▶ _TASK BRIEF_
In how many lines of the data does the word "monitor" appear? Give the number by itself.
START ENTRIES SUPPLIED
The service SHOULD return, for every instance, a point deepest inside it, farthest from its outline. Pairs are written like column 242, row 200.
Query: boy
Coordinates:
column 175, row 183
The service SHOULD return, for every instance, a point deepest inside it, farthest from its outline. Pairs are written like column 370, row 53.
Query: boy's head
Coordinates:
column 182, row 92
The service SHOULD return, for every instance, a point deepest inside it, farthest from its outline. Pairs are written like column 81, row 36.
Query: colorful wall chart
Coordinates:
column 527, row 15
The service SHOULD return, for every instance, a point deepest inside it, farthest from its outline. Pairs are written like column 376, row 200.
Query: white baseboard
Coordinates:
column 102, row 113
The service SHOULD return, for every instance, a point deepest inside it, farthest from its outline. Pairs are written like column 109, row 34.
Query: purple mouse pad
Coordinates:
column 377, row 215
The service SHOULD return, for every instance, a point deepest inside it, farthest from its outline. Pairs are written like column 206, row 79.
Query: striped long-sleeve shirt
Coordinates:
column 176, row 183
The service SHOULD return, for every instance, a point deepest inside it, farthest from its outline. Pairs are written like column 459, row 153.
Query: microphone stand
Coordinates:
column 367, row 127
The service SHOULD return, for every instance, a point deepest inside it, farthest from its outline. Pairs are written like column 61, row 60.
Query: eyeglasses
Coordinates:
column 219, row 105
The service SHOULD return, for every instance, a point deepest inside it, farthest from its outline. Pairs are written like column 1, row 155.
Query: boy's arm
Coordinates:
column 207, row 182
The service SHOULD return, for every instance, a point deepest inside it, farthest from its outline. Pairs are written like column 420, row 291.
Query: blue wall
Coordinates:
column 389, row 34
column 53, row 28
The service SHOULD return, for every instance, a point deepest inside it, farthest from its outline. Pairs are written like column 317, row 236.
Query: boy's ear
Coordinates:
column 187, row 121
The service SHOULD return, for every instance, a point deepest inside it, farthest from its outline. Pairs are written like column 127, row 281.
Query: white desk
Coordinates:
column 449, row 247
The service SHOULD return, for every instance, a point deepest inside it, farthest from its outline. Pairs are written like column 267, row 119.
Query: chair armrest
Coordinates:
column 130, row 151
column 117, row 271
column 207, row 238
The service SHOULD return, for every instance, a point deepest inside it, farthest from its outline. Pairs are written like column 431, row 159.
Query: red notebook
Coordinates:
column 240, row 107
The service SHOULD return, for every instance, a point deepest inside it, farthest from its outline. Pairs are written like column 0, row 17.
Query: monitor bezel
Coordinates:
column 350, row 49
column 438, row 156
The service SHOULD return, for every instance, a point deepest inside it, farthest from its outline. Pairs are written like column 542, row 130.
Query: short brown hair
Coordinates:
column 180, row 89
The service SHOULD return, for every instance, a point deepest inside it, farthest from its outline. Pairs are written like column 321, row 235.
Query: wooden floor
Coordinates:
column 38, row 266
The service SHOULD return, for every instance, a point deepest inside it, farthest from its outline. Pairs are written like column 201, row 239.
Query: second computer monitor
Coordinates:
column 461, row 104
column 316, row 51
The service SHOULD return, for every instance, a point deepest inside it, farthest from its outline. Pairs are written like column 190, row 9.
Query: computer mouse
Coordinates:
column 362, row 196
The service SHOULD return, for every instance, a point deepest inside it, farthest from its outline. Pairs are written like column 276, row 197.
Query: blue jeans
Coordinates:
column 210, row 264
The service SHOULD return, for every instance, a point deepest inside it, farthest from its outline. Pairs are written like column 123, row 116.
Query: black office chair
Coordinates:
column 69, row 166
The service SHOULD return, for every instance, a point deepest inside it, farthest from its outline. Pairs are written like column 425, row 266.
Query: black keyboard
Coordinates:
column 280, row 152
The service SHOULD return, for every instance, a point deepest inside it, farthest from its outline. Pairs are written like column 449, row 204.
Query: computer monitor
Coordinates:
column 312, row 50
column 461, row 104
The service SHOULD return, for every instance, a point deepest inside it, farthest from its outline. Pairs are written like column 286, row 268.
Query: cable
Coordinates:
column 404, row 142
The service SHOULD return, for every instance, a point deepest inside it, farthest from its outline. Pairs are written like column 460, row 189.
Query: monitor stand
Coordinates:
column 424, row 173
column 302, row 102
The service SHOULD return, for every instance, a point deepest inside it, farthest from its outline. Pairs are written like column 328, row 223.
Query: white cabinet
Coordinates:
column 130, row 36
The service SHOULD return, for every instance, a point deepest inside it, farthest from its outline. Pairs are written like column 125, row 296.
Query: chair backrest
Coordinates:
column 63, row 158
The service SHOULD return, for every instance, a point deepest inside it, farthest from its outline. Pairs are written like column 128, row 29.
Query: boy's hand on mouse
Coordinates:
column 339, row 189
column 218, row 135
END ENTRIES SUPPLIED
▶ _TASK OUTPUT_
4